__Exercise__
Reproduce verbatim the rows below, starting at the line that contains "the black window" and ending at the line that contains "[(111, 30), (233, 3), (466, 18), (36, 12)]", both included.

Entries from a dataset
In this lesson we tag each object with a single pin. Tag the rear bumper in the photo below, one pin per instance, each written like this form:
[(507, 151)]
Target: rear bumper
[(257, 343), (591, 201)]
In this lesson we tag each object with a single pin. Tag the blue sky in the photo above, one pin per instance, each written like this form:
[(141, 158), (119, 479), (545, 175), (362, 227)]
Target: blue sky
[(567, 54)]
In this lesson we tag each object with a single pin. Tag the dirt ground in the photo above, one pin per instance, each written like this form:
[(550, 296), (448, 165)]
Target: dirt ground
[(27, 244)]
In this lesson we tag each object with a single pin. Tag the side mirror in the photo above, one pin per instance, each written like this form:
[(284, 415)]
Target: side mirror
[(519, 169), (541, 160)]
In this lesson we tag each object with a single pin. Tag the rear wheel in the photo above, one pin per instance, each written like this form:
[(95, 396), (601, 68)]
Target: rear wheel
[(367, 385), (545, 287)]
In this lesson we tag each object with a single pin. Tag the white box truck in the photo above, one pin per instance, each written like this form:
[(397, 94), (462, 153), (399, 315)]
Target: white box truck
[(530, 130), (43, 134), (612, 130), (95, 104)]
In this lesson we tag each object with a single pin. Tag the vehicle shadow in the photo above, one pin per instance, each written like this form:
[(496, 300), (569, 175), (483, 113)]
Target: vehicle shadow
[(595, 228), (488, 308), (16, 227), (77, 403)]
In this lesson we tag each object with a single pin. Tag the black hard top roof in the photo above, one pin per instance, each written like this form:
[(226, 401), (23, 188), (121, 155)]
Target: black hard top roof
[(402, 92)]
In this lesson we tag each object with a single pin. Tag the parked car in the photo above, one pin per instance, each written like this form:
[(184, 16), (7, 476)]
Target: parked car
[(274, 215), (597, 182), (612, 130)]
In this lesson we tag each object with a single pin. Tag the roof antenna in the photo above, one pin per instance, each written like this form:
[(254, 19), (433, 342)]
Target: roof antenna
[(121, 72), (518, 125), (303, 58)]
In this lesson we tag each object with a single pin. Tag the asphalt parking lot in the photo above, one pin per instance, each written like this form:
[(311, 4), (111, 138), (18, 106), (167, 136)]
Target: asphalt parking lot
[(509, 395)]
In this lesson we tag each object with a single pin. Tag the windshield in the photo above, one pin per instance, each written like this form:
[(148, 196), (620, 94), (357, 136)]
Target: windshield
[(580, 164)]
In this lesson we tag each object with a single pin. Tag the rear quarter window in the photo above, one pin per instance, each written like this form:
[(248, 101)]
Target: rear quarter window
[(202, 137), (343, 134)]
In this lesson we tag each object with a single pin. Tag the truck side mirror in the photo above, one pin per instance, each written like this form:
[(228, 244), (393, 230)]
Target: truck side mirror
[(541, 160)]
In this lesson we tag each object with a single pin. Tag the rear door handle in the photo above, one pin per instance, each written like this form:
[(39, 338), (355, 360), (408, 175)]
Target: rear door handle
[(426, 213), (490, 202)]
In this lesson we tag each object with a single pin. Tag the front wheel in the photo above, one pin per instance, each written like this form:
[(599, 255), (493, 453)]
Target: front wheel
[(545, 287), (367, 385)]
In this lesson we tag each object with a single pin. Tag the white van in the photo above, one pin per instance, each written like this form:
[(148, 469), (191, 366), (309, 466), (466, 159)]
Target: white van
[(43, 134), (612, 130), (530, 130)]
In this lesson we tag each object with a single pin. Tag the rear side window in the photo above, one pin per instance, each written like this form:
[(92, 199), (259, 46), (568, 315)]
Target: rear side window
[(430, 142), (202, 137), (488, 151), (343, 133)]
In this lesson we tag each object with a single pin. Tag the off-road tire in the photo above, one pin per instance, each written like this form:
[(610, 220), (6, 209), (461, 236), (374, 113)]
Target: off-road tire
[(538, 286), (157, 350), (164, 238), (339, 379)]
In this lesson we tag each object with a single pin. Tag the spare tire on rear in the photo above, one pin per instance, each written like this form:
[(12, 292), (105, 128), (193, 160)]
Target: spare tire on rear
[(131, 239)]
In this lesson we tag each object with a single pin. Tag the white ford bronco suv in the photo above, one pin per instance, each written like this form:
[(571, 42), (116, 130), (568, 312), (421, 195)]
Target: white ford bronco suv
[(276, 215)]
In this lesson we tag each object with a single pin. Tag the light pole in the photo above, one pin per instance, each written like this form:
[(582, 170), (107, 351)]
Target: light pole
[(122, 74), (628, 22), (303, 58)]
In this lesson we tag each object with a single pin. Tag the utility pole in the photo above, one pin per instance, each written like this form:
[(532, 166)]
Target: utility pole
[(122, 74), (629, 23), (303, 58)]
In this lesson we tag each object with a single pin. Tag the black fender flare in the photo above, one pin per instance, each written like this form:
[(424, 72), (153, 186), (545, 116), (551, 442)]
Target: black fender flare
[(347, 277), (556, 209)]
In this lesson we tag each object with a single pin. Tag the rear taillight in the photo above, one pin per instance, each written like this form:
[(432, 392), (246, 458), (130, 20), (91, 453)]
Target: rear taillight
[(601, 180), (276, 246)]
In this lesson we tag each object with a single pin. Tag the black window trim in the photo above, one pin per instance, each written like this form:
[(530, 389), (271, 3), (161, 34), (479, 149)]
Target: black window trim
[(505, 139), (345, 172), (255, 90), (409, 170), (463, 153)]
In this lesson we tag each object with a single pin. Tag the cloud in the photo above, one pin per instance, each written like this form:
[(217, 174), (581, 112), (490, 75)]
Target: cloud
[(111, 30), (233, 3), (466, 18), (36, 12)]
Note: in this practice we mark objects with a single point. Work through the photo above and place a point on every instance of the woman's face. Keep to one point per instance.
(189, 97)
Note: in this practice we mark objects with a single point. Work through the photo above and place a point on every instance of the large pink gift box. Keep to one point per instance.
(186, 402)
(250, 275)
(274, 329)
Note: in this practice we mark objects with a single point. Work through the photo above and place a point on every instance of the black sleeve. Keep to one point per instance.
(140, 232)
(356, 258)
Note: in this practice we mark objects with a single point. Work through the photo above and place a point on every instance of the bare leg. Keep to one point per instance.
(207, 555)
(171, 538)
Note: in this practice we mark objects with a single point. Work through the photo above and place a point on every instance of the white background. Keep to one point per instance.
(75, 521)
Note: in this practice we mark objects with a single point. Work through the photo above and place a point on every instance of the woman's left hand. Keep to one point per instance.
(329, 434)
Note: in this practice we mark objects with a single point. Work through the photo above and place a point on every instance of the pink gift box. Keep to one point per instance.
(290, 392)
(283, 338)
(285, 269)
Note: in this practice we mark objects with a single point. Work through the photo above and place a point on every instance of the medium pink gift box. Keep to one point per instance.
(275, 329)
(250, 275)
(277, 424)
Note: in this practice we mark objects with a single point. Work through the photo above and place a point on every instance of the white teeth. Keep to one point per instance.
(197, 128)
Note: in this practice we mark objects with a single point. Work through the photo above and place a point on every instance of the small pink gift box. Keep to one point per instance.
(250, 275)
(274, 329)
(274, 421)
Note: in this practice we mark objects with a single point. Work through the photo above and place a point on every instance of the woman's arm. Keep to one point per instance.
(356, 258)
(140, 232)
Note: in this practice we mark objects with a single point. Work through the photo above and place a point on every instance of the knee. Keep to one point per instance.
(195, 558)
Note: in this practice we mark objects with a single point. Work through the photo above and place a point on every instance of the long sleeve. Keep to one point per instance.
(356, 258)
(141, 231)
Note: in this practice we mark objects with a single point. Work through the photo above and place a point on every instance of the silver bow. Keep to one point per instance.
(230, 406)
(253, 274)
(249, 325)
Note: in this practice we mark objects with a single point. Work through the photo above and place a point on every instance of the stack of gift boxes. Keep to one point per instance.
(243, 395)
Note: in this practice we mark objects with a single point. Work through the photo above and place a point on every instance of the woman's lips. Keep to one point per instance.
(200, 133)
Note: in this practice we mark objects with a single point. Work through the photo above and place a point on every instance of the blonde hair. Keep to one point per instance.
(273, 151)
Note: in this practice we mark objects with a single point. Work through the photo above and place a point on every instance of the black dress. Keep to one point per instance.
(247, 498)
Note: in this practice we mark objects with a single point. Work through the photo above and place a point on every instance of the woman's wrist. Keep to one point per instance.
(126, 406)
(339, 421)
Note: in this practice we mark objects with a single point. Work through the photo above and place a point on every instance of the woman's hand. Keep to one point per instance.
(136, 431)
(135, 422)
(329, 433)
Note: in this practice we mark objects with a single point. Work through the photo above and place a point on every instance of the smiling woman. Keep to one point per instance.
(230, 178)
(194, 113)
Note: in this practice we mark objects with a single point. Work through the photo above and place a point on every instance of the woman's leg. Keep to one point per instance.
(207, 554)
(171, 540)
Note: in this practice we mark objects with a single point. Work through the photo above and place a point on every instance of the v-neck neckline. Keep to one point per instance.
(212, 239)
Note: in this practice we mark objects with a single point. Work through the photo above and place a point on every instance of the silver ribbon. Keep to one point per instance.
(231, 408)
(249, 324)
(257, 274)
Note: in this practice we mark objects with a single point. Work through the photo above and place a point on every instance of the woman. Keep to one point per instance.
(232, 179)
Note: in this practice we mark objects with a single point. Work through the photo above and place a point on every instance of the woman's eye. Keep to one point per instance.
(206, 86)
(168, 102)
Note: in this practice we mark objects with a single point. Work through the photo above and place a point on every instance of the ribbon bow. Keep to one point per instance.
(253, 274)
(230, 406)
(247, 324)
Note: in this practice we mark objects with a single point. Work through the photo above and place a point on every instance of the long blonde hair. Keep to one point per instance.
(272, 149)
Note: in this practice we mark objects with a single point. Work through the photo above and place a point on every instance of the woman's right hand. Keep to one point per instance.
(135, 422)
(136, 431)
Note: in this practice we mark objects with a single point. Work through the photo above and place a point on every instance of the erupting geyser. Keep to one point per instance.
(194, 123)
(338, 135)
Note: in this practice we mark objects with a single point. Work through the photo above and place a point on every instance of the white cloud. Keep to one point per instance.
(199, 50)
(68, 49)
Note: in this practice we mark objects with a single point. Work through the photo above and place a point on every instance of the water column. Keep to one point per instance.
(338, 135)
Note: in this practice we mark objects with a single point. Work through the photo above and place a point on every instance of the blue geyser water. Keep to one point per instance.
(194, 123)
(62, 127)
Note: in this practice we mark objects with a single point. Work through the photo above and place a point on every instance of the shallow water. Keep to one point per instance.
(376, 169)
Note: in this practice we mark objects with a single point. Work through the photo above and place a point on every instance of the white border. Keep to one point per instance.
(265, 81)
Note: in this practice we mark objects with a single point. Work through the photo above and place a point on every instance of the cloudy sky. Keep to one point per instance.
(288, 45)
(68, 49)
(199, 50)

__Exercise solution__
In this lesson we tag each object with a single pin. Tag the black window trim in the photo above, one pin per instance, each written like this form:
[(530, 389), (271, 3), (161, 34), (479, 149)]
Target: black window trim
[(505, 139), (345, 172), (255, 90), (409, 170), (463, 153)]
In this lesson we tag each object with a single pin. Tag the cloud in the photo above, one pin per instance, each written like this form:
[(217, 174), (581, 112), (490, 75)]
Target: cloud
[(111, 30), (233, 3), (466, 18), (36, 12)]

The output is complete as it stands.